▶ _Short task_: Every entry should be repeated exactly. Omit the pictures.

[Point annotation dataset records]
____________
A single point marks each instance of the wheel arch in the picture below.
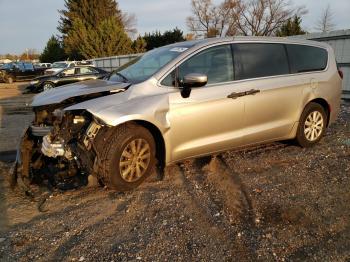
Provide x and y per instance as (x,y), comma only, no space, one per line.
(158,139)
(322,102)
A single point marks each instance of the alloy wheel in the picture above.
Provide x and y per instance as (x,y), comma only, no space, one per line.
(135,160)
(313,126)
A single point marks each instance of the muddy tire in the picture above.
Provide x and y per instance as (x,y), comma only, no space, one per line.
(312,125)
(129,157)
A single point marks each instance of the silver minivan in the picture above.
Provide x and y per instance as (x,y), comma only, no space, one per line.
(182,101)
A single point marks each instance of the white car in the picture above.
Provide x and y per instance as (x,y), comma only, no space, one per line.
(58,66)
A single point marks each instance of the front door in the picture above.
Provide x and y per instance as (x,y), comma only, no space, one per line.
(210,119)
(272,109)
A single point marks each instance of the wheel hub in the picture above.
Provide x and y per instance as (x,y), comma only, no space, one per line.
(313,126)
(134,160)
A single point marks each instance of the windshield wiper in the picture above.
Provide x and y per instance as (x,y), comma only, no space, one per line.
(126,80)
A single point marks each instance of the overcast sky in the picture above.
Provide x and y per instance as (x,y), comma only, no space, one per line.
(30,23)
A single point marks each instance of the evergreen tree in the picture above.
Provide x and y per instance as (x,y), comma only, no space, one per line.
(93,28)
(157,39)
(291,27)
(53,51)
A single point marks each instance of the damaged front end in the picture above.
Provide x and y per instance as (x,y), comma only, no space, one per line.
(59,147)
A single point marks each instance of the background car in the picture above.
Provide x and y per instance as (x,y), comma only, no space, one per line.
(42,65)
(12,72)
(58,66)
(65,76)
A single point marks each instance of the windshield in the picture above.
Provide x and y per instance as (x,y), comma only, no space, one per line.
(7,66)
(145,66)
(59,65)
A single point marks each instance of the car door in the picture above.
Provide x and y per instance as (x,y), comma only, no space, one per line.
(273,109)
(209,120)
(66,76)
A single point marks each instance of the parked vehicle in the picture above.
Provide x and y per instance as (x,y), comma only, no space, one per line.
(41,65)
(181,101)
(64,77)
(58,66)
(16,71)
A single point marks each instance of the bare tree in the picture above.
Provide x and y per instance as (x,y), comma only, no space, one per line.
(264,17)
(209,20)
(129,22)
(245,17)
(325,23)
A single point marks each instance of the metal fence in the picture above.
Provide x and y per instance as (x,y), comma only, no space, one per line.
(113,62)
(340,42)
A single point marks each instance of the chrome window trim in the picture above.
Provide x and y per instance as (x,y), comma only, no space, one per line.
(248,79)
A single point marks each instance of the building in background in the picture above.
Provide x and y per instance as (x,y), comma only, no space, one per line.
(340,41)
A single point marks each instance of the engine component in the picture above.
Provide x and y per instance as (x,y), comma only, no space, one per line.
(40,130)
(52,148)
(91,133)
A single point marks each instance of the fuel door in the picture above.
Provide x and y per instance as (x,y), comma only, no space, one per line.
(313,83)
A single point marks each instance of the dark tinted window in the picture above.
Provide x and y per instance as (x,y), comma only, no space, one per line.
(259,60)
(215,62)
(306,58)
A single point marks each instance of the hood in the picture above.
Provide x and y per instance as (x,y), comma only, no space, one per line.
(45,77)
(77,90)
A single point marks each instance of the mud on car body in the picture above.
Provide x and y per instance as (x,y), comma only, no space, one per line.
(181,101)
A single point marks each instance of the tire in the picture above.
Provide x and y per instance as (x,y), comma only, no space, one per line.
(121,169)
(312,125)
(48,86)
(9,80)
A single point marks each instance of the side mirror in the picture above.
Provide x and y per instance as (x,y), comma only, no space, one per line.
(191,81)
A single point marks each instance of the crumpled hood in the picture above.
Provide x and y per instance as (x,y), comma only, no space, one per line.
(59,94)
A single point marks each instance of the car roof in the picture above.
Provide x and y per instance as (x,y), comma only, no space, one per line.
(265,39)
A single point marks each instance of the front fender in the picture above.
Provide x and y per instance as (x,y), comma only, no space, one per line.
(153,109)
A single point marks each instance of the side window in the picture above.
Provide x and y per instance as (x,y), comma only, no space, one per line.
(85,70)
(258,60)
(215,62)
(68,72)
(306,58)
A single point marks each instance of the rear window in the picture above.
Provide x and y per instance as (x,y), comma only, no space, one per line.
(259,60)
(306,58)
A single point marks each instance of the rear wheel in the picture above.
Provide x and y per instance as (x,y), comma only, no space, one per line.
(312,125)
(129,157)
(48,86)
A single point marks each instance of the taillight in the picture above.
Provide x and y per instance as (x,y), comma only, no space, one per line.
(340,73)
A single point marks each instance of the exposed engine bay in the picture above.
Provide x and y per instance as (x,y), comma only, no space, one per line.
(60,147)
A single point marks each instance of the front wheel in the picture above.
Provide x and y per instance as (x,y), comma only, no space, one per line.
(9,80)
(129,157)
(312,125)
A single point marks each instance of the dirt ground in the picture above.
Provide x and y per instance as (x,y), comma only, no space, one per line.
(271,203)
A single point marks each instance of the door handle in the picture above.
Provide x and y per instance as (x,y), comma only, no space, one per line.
____________
▶ _Expected output_:
A single point marks each instance of the wheel arch in the picture below.
Provide x and y per instance as (x,y), comma only, no space, one per line.
(158,139)
(322,102)
A single point marks each instance of the alloy wheel in the picture above.
Provide x and y per instance as (x,y), comma only, no space, one per line.
(135,160)
(313,126)
A single point marks each instance of the muddy tire in the picture above.
Provide x and y per instance as (x,y), comma only, no space, one per line.
(312,125)
(129,157)
A single point marks each instance of the silver minivan in the picture above.
Provide x and y per instance as (x,y), comma only, no space, one per line.
(182,101)
A single point marks each instance of the white car in the picture above.
Provide x and y per instance as (x,y), comma only, no space, one per line.
(58,66)
A single point marks each instance of the front door in the picture above.
Provide x and y per instance as (x,y), comma only, no space, one per line.
(210,119)
(272,109)
A single point marks each instance of the wheel hub in the picture above.
Provide x and y per instance as (x,y), comma only, no space, one per line.
(313,126)
(134,160)
A single point marks each instance of the windshield wiper in the picture above.
Provide x and y per instance as (x,y), comma only, no space, one per line.
(126,80)
A single point marks each instance of the overcast sky in the picture above.
Provide x and y per instance as (x,y), comma only, no space, one per line.
(30,23)
A single point marks each instance of the evergreen tree in the picture above.
Provide x and y per instance as (x,y), comma only, no space, one per line.
(93,28)
(157,39)
(291,27)
(53,51)
A single point marks each instance of the damaged front end in the picture above.
Provide x and y per instance as (x,y), comma only, no space, one per line.
(59,147)
A single point marks each instance of the background car in the picture above.
Provide x and y per instance as (x,y), comma only, no space, one per line.
(42,65)
(12,72)
(58,66)
(65,76)
A single point marks each instance of the windshield in the picture above.
Provide x and y per instance as (x,y), comma only, no space, one per line.
(7,66)
(145,66)
(59,65)
A single point marks each instance of the car door in the picture above.
Provide x and y per instance as (x,y), comma only, no space, one per line.
(273,109)
(209,120)
(66,76)
A single point marks each instance of the parked vehicle in the picture above.
Provide x and y per instance as (x,y), comma only, no space, one per line.
(41,65)
(181,101)
(64,77)
(58,66)
(16,71)
A single point marks each instance of the bare tree in the picture above.
Provide x and y per instance as (x,y), comma only, no space, one per line.
(264,17)
(209,20)
(129,22)
(245,17)
(325,23)
A single point marks each instance of the metal fence in the picture above.
Provide x and y per instance as (x,y), comma only, no space, one per line.
(113,62)
(340,42)
A single point marks each instance of the chrome window trim in the picture above.
Provide x and y per instance as (x,y), comma only, no space, one per line.
(248,79)
A single point marks each instance of the building in background in the picture above.
Provide x and y per instance as (x,y), comma only, no space, one per line.
(340,41)
A single point marks each instance of the engine component in the picture above.
Provide x and y per instance as (x,y), comma only, no space, one per line.
(40,130)
(52,148)
(91,133)
A single point marks each instance of the fuel door in the picture above.
Provide x and y per instance as (x,y), comma only, no space, one per line.
(313,83)
A single point marks each instance of the dark tinted window in the picture above.
Provide x and y per instance as (x,y), comma only, no space, one per line.
(259,60)
(215,62)
(306,58)
A single point marks each instance of the hood in the picture above.
Provide x and y per instance as (x,y), comma only, no space, one per line.
(45,77)
(77,90)
A single point marks each instance of the mud on car body in the picture above.
Provide x and y per instance as (x,y), comma only, no space, one per line.
(181,101)
A single point marks each instance of the tire in the picture above.
Provide x and y per instance as (x,y), comma only, no space, one per line.
(121,169)
(312,125)
(48,86)
(9,80)
A single point marks each instance of the side mirror in the picture above.
Provide x and y per instance as (x,y), comma only, no space, one per line.
(191,81)
A single point marks each instance of the crumpled hood in the picture above.
Provide x and y per instance as (x,y), comma only, no space, one per line.
(59,94)
A single point marks each instance of the car roof in the picture above.
Provide x and y per instance as (x,y), comma only, no space, one per line.
(265,39)
A single point marks each instance of the front fender in the picture above.
Provide x and y per instance as (x,y), comma only, no space, one per line.
(153,109)
A single point marks each instance of the side window in the picture above.
Provide x and y per instance as (x,y), comma only, no space, one per line.
(85,70)
(258,60)
(215,62)
(68,72)
(306,58)
A single point marks each instance of the rear window in the picture above.
Provide x and y per instance as (x,y), comma only, no space, one per line.
(259,60)
(306,58)
A single point marks each instance of the rear wheel in the picture above.
Provide x and y per instance as (x,y), comma only, no space, one per line.
(312,125)
(129,157)
(48,86)
A single point marks each instance of the taillight in the picture above.
Provide x and y per instance as (x,y), comma only, no space, one per line.
(340,73)
A single point marks each instance of the exposed engine bay in the picture above.
Provide x and y per instance as (x,y), comma only, no space, one per line.
(60,147)
A single point marks each instance of the front wheel in the picture above.
Provide x and y per instance as (x,y), comma only, no space, one per line.
(9,80)
(129,157)
(312,125)
A single point marks each instance of the dirt ground in the picture above.
Provide x and y per instance as (x,y), comma only, no space, one per line.
(271,203)
A single point marks each instance of the door handle in the picture above.
Provide x and y per instance as (x,y), comma only, no space, one per line.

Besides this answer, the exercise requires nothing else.